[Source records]
* * * * *
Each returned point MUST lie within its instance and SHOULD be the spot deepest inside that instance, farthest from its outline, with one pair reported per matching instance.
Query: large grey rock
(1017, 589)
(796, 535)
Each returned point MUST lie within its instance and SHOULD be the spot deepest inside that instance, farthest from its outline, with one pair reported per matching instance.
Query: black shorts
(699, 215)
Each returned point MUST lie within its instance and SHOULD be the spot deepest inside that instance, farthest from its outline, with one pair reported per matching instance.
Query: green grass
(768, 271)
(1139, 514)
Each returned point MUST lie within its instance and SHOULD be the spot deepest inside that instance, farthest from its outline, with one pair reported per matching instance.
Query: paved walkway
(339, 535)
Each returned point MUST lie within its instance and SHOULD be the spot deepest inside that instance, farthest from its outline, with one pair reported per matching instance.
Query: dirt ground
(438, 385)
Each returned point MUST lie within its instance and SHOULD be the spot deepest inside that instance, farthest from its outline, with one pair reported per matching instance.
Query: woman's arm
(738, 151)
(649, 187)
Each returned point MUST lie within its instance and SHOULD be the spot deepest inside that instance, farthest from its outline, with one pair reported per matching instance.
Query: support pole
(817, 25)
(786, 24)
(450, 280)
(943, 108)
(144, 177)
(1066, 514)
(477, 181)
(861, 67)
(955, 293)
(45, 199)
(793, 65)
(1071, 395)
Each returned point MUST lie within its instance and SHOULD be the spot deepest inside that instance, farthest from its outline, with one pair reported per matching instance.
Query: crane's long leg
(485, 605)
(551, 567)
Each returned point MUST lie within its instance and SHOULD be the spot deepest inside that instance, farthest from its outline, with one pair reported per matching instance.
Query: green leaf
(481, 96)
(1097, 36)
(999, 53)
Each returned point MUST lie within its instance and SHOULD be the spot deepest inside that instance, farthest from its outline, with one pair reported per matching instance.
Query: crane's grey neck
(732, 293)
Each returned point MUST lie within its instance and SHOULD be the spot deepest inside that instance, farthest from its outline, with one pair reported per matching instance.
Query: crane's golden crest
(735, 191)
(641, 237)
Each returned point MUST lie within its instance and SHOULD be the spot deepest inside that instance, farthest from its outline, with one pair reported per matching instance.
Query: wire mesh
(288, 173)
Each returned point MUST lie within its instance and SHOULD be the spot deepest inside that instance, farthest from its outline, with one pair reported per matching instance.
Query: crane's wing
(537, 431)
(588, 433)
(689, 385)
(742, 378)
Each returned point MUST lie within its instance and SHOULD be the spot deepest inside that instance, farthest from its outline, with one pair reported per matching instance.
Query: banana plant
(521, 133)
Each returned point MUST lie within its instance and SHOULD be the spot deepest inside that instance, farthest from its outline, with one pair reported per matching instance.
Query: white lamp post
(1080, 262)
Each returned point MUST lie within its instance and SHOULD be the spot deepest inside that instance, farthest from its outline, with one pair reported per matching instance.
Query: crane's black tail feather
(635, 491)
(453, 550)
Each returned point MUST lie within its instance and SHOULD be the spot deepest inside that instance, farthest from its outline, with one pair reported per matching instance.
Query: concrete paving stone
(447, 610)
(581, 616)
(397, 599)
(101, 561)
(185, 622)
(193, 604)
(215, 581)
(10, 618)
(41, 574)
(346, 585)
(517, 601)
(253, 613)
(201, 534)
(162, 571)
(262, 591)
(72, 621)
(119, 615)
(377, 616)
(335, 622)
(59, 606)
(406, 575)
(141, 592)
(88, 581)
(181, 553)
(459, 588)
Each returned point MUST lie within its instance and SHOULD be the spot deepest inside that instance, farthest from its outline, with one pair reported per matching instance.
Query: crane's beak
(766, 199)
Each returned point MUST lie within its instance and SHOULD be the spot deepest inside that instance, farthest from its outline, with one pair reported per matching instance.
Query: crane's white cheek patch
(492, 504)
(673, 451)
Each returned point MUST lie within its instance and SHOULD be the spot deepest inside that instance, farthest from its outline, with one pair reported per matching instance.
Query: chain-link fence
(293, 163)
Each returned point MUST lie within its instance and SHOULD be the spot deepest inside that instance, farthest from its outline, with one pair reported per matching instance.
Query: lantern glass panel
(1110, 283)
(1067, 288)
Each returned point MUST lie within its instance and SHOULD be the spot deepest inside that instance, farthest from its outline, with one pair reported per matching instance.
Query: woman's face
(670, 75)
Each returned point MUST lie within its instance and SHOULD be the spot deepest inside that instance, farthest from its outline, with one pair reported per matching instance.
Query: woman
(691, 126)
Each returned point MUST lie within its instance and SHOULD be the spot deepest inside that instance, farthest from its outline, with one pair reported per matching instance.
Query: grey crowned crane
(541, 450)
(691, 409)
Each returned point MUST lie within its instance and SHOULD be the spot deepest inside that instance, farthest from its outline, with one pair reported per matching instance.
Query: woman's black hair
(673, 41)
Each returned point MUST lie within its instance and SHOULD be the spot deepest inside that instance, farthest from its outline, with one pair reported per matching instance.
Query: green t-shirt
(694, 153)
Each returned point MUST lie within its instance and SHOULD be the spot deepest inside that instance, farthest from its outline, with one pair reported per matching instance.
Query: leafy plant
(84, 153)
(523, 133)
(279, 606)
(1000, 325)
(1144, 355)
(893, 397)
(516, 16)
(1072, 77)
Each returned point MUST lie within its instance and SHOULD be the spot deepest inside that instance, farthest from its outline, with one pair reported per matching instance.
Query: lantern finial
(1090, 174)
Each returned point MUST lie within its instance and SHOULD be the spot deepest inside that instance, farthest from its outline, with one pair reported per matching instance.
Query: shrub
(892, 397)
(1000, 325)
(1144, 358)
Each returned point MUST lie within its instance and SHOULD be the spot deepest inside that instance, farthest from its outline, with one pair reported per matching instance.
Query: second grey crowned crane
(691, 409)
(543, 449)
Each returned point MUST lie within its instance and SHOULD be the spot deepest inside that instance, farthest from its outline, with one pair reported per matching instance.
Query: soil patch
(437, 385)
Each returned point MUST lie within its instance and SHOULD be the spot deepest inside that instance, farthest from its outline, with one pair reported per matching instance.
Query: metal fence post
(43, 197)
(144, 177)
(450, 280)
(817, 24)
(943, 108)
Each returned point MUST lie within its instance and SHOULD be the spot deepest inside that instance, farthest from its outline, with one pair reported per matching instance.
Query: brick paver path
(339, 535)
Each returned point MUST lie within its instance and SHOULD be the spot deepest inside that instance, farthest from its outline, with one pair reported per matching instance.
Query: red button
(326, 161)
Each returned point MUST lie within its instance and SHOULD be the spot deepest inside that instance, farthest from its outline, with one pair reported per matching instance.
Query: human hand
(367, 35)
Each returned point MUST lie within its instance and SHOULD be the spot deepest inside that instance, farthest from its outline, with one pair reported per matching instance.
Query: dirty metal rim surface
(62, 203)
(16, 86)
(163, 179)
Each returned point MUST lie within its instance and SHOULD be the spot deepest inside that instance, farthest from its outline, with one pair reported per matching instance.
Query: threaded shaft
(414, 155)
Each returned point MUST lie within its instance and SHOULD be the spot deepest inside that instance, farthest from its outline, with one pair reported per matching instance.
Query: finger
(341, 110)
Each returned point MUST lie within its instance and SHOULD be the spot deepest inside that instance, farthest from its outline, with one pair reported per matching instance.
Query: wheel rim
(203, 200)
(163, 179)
* * * * *
= EXERCISE DESCRIPTION =
Can you rewrite the listing, starting at its first line and ending at the line containing "(1139, 514)", with "black shorts" changed to "dark shorts" and everything else left as is?

= FINAL RESULT =
Each returned point MUST lie within its instance and SHOULD be the spot deepest inside that instance, farthest from its outline, with one pair reported per matching instance.
Query: large grey rock
(1017, 589)
(796, 535)
Each returned point MUST lie within its instance and SHOULD be the spot deepest inside that instance, farthest from its outline, with one pair reported per matching instance.
Query: dark shorts
(699, 215)
Each returned point MUST lie within its instance and SHOULD be the spot deepest inside that instance, farthest from its outline, with one pair reported per matching instance.
Query: green grass
(768, 271)
(1139, 514)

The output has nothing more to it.